■ Task instructions ■
Look through the lines below and extract any with the word "eyebrow".

■ Records for processing ■

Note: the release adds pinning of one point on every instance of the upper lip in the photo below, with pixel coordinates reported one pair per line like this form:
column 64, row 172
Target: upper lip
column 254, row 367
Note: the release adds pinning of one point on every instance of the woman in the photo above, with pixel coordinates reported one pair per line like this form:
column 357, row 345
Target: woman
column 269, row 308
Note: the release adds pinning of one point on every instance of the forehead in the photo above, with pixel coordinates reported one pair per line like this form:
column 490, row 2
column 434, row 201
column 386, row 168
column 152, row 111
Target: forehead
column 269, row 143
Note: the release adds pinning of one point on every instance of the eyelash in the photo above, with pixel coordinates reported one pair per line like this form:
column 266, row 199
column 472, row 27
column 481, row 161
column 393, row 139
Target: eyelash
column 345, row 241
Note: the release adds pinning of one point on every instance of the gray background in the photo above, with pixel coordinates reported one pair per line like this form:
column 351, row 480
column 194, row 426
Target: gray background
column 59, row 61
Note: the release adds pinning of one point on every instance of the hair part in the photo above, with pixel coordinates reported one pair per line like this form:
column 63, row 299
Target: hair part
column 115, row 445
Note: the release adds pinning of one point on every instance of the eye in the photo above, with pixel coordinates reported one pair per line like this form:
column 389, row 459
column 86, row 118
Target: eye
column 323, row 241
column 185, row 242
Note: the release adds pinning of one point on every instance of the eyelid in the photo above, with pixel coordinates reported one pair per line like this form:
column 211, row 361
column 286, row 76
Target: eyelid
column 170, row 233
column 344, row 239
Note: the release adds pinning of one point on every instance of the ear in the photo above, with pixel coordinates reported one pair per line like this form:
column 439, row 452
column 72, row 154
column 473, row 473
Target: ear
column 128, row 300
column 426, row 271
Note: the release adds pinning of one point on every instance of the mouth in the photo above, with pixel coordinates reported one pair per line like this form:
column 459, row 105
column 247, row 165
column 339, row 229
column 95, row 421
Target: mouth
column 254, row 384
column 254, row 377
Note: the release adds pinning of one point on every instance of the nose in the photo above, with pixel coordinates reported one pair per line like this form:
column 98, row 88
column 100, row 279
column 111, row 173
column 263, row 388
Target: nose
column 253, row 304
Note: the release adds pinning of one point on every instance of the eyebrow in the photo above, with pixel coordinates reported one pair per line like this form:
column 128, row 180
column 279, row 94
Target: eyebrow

■ Response to the task ■
Note: the release adds pinning of one point on every instance of the eyebrow in the photo above, with pixel coordinates reported one pair per line like this form:
Target: eyebrow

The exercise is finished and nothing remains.